• [WHAT YOU HAVE TO DO] Select and copy every line below that contains the string "clamp", treating uppercase and lowercase letters as distinct.

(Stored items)
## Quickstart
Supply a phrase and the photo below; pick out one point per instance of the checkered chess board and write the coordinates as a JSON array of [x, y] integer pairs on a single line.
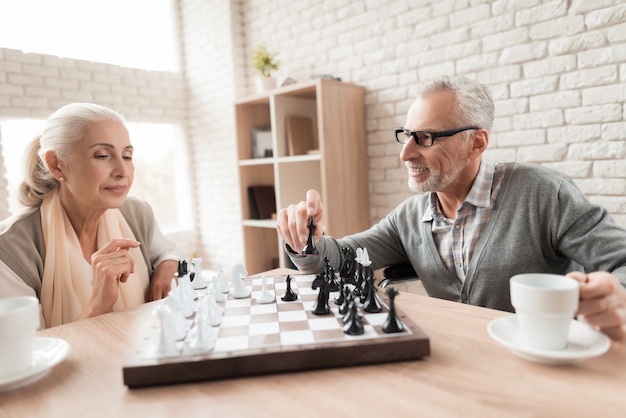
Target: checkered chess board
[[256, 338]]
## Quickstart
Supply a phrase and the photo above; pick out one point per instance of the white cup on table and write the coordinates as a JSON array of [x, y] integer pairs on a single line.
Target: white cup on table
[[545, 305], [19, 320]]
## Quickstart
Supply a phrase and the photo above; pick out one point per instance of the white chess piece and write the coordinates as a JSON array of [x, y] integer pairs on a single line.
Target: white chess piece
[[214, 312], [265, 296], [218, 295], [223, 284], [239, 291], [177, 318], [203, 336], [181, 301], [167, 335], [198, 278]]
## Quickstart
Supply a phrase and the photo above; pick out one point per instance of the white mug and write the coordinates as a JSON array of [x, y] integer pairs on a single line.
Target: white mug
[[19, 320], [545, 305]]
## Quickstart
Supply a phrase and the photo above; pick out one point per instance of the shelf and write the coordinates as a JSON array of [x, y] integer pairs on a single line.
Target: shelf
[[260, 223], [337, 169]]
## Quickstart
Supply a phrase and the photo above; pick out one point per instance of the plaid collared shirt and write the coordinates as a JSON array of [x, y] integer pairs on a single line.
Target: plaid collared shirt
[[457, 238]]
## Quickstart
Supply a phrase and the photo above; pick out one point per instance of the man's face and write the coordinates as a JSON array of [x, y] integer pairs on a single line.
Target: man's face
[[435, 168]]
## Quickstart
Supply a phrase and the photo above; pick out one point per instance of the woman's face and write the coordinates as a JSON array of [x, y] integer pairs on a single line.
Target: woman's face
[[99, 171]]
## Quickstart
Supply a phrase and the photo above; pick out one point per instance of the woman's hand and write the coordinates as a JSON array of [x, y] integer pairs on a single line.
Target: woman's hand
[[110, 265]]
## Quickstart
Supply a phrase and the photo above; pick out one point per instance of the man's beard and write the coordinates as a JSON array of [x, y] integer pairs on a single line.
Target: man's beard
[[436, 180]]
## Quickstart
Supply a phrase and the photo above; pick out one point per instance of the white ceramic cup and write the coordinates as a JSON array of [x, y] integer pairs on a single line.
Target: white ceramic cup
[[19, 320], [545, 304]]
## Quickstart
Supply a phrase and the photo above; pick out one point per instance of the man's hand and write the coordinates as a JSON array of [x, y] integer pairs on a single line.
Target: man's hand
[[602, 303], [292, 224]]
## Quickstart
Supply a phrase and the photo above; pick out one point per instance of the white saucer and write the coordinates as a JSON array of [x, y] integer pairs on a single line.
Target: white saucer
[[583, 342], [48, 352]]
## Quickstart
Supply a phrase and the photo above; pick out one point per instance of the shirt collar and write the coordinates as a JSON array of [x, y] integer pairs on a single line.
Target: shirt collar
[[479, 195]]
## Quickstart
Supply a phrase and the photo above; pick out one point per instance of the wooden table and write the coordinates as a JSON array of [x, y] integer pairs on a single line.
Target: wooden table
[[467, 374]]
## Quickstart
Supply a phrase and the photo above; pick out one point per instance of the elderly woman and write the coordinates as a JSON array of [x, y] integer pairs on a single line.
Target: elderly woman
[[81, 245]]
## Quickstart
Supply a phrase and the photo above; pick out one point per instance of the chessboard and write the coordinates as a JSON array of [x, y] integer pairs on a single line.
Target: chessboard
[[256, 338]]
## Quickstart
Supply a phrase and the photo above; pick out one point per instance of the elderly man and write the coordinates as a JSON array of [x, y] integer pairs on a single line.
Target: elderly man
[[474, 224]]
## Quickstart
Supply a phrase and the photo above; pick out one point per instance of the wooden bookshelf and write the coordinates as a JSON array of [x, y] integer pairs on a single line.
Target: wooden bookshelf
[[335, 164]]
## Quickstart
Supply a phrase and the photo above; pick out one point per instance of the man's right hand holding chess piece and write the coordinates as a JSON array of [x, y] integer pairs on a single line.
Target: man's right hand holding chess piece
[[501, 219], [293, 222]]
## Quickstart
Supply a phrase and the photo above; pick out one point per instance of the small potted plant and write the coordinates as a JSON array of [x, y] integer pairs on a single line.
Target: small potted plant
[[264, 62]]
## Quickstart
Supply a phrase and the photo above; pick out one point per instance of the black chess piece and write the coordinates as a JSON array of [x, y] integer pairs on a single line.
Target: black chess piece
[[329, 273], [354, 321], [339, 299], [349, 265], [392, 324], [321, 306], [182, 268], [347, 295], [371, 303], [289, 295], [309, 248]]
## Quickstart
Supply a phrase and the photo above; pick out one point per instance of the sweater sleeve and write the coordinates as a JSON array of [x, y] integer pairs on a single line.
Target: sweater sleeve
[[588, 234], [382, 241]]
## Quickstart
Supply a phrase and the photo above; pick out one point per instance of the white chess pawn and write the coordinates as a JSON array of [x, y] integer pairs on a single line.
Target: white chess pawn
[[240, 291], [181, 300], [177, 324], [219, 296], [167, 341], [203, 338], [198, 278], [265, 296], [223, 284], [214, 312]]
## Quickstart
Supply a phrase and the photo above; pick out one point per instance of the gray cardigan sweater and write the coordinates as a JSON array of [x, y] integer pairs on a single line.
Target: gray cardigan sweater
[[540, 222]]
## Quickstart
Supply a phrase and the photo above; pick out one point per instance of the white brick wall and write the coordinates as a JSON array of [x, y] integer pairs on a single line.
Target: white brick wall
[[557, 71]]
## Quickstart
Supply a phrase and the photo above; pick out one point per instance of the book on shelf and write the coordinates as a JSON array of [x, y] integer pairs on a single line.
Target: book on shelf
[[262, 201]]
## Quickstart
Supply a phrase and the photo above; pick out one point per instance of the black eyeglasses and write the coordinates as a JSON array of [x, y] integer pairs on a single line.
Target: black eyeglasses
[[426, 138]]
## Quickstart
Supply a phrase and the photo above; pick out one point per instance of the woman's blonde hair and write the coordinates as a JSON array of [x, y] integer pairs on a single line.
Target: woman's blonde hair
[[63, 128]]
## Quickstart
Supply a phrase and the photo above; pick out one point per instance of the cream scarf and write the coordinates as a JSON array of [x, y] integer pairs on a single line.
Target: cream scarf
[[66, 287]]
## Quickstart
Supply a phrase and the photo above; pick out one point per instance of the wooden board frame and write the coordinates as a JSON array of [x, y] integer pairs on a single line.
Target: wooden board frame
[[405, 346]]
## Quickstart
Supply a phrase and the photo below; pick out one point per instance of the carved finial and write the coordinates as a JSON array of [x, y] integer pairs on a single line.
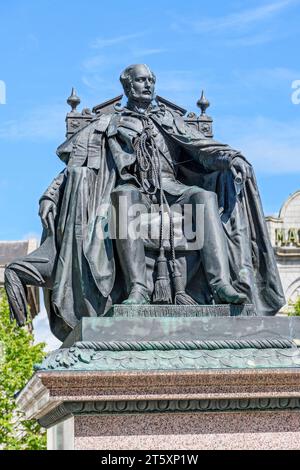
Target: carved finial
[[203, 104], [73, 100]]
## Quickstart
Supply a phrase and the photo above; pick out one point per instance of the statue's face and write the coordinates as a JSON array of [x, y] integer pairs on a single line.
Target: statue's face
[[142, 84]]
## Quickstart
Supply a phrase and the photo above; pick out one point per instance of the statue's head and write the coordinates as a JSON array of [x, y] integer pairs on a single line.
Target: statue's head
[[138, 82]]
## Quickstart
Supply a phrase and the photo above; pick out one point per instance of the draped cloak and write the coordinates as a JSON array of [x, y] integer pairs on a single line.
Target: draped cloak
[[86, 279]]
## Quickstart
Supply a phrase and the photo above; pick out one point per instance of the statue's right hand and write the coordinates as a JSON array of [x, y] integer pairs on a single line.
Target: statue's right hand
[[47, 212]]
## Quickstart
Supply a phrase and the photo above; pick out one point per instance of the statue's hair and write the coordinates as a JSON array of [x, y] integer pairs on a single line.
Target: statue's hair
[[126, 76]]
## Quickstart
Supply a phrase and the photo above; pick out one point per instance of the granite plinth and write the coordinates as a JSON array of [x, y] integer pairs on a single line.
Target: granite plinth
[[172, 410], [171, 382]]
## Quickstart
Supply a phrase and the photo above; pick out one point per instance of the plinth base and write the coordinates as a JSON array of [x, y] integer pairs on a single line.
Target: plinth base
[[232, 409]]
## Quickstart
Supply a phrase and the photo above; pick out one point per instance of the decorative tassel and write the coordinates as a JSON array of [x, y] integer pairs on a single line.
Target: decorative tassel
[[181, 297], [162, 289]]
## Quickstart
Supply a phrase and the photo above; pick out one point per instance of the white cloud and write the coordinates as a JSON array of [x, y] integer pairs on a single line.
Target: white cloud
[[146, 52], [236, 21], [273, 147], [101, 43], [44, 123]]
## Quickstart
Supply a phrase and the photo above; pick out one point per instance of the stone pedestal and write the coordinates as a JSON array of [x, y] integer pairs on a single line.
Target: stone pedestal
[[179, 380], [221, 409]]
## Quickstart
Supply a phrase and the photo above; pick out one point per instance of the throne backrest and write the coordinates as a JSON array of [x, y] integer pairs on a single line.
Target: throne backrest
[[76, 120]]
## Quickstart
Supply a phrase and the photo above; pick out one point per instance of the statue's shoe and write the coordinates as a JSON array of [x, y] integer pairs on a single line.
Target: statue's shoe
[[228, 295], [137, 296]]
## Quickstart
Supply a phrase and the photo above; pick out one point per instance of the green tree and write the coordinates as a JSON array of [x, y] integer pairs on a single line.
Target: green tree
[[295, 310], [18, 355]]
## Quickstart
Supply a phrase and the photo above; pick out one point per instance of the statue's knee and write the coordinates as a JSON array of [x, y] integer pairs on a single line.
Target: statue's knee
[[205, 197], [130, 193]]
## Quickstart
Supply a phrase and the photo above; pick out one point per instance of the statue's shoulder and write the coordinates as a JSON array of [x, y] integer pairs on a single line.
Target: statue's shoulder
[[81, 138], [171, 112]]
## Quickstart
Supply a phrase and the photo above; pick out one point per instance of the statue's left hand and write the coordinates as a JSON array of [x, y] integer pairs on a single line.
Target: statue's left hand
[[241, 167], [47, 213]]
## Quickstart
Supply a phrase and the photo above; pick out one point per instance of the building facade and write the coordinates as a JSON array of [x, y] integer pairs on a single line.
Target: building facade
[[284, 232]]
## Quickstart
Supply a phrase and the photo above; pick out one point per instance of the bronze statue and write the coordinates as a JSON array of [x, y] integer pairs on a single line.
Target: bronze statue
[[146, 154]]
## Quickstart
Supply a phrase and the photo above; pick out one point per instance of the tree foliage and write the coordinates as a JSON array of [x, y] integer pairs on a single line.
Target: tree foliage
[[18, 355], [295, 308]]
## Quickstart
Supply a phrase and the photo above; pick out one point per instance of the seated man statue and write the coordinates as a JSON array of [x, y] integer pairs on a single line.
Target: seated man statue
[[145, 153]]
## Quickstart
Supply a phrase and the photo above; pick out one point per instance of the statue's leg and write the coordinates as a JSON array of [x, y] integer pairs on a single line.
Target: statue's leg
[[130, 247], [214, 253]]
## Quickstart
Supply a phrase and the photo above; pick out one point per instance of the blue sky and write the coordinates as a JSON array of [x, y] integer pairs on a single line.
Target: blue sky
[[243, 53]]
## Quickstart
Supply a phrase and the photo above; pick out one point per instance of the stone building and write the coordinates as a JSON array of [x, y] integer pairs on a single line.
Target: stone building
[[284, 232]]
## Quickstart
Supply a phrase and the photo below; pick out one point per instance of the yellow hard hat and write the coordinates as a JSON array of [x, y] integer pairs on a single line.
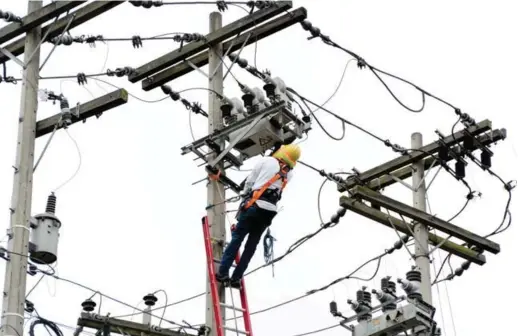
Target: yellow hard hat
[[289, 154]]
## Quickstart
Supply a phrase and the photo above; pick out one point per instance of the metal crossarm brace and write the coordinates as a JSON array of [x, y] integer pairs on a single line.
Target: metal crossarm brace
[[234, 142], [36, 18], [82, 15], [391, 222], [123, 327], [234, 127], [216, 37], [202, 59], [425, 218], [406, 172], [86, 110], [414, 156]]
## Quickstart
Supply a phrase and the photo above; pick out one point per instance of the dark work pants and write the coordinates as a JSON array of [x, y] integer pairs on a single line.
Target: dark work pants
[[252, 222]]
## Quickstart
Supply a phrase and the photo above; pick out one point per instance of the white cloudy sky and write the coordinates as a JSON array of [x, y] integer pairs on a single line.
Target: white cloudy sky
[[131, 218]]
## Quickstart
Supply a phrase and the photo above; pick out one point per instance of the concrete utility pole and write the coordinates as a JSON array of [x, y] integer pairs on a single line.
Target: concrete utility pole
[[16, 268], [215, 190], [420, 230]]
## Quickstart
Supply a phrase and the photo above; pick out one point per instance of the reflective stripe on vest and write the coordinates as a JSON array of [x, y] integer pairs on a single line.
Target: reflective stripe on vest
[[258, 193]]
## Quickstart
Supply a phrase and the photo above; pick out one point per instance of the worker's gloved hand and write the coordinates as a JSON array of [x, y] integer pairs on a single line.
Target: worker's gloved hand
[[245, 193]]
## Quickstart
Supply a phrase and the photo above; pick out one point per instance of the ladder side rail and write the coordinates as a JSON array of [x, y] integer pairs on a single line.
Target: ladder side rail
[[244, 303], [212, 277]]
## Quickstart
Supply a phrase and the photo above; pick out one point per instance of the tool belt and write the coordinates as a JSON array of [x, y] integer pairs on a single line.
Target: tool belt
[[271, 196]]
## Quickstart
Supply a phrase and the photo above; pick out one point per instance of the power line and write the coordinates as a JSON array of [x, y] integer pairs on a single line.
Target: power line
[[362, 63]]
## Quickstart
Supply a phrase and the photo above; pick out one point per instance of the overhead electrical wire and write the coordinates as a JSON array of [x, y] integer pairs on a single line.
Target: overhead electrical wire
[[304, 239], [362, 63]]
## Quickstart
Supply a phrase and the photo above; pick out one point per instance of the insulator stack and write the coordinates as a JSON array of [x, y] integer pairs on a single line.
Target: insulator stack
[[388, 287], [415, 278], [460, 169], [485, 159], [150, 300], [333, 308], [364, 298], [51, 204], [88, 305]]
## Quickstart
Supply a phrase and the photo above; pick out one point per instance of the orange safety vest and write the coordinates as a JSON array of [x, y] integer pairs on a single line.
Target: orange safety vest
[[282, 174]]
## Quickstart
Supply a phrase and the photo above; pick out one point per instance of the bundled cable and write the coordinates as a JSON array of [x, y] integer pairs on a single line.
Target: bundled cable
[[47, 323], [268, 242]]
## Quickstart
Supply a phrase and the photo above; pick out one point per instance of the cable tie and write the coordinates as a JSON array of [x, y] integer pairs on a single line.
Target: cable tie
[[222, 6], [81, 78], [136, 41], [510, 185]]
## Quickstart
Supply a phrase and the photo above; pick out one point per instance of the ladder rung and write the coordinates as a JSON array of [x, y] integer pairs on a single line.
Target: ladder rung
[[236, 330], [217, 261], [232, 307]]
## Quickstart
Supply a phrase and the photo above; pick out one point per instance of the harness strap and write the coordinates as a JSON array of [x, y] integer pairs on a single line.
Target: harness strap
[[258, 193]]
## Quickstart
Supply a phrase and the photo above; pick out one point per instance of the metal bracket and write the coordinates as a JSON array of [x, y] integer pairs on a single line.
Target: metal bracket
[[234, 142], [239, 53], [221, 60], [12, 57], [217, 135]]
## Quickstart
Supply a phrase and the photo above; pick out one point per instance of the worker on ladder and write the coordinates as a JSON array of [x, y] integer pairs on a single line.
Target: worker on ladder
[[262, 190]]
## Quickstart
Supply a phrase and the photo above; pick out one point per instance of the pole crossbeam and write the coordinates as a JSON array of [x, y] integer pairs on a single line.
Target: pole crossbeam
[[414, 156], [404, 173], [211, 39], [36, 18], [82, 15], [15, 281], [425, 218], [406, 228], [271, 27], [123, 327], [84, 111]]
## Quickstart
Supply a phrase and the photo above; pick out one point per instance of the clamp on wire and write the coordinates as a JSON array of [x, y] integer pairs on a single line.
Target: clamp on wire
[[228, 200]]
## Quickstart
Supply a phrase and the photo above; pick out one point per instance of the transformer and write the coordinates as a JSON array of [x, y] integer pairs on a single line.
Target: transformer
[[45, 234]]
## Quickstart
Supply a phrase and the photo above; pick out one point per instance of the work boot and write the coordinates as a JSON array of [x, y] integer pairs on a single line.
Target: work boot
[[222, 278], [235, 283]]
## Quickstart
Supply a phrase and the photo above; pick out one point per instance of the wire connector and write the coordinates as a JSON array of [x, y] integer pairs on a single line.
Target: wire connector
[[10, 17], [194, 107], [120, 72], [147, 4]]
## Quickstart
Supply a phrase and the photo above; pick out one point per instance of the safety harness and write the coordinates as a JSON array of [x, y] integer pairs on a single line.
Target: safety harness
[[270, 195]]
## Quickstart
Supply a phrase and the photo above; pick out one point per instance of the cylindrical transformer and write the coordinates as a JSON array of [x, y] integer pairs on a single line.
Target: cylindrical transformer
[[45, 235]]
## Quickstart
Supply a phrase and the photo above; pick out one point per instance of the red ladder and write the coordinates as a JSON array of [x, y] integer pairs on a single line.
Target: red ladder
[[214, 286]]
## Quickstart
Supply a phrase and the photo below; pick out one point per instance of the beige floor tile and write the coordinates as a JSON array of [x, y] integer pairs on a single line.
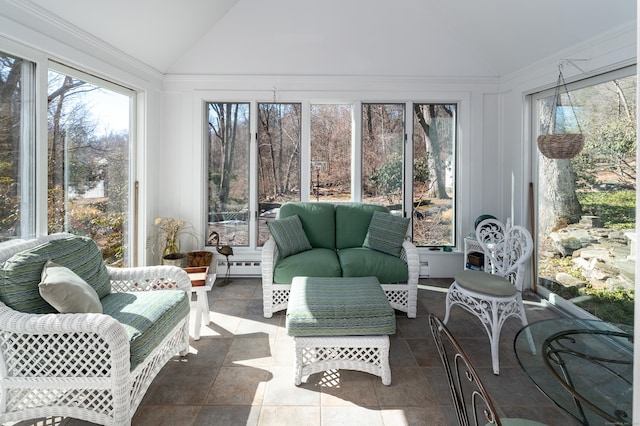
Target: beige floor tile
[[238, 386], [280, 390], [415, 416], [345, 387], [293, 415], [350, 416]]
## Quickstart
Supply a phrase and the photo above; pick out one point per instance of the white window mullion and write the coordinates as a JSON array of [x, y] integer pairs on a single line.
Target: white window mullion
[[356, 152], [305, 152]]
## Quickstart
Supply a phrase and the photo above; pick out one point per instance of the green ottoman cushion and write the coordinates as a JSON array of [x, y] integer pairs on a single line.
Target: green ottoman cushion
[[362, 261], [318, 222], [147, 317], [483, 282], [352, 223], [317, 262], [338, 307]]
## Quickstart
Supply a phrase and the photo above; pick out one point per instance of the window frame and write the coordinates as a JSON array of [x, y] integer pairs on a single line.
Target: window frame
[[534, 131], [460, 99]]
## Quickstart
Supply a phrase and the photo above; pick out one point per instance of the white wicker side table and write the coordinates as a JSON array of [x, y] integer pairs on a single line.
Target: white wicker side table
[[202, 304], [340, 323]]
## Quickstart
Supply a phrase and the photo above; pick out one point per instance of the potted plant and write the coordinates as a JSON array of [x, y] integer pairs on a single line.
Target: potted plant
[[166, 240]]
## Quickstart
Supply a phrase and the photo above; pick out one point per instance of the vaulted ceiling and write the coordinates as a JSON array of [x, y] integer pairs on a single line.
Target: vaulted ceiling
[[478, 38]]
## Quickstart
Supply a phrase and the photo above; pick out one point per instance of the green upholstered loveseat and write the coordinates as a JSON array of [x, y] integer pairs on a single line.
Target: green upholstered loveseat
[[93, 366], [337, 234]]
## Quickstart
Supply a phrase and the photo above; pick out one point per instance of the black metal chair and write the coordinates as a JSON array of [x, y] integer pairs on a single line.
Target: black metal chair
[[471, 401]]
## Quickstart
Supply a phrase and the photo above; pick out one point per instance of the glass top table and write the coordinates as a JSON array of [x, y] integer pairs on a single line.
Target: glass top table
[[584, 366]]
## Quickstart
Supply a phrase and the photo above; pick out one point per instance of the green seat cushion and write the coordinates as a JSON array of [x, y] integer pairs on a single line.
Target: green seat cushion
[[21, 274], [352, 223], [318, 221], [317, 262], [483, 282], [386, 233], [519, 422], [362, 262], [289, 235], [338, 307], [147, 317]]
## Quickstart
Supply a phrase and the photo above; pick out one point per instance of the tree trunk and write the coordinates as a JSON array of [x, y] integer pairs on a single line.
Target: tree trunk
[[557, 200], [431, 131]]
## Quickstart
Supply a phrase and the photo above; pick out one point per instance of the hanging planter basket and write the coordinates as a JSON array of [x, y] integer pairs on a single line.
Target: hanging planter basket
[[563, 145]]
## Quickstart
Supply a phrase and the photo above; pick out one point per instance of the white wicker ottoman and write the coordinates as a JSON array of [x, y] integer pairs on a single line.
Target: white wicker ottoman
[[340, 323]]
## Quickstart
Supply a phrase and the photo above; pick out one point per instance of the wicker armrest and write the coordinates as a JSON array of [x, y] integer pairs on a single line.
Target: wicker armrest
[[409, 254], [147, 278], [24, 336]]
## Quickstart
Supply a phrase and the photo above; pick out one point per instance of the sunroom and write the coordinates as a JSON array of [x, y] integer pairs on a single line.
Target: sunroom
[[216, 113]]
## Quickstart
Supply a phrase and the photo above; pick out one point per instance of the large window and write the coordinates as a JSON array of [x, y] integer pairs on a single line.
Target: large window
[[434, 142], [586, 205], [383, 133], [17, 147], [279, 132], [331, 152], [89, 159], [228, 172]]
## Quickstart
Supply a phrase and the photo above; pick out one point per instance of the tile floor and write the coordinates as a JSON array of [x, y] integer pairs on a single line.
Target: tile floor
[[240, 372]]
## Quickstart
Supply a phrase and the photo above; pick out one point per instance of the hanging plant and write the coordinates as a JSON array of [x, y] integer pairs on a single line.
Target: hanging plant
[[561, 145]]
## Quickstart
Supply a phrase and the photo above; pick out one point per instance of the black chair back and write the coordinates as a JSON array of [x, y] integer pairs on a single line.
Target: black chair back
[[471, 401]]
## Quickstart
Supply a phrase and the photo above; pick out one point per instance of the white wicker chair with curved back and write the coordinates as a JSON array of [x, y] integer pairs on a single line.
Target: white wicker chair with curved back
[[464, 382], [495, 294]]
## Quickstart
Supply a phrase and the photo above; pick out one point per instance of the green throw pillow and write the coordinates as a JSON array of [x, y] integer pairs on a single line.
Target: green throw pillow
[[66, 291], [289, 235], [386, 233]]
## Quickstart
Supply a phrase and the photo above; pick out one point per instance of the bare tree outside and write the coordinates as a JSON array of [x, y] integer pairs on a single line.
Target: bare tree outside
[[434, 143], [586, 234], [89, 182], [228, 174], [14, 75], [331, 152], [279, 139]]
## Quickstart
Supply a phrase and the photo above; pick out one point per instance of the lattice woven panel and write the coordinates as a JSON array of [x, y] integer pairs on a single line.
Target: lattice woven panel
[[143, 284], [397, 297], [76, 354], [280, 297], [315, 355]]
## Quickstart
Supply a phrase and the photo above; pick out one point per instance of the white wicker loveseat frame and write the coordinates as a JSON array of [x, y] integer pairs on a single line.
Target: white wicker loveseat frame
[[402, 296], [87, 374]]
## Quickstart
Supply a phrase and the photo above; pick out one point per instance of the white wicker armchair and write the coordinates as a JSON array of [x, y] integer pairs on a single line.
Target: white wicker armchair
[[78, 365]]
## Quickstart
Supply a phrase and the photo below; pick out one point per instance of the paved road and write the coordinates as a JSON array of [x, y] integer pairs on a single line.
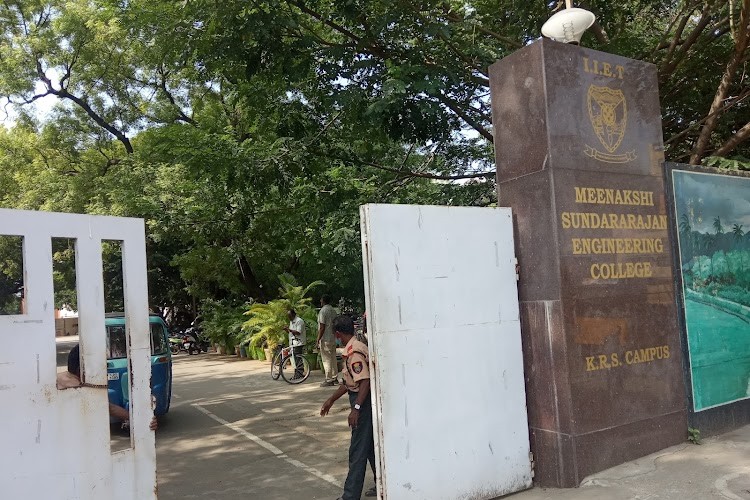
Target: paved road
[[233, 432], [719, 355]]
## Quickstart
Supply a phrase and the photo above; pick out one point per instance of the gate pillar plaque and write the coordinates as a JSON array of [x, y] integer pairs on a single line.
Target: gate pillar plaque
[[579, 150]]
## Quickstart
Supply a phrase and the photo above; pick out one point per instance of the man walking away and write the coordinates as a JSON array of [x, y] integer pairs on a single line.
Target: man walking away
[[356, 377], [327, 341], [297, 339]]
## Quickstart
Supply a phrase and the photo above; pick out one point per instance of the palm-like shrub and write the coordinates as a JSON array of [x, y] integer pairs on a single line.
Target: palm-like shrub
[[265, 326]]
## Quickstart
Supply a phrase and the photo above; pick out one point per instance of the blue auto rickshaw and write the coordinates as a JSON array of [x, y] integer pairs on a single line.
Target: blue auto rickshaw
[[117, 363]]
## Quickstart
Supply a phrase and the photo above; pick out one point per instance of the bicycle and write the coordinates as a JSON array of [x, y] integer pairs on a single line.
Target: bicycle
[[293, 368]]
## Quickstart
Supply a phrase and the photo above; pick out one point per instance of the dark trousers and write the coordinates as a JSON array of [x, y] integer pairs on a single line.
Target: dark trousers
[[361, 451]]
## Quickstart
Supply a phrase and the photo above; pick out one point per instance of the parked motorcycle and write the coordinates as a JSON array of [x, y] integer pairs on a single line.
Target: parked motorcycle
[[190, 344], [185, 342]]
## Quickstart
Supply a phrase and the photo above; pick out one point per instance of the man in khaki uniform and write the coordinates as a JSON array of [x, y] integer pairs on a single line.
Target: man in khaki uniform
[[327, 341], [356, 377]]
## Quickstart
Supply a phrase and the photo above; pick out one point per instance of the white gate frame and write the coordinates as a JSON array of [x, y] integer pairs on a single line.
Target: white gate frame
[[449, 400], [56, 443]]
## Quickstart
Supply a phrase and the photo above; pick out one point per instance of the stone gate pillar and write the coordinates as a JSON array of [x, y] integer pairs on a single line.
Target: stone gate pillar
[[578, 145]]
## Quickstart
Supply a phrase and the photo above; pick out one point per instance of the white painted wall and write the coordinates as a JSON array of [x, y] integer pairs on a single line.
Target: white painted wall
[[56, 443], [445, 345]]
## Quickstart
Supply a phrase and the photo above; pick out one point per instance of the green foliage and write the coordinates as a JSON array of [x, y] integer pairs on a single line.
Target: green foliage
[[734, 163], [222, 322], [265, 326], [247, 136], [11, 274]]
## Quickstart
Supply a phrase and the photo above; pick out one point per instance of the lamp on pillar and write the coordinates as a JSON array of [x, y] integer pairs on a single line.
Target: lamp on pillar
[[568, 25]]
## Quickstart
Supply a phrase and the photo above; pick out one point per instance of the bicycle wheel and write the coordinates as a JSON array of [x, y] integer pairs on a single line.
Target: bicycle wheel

• [ANSWER TO THE TASK]
Supply a phrase and the photo above; pick out one point per instance of the clamp on wire and write the coordinates as a JSON array of [x, y] integer pairs on a single line.
Target: clamp on wire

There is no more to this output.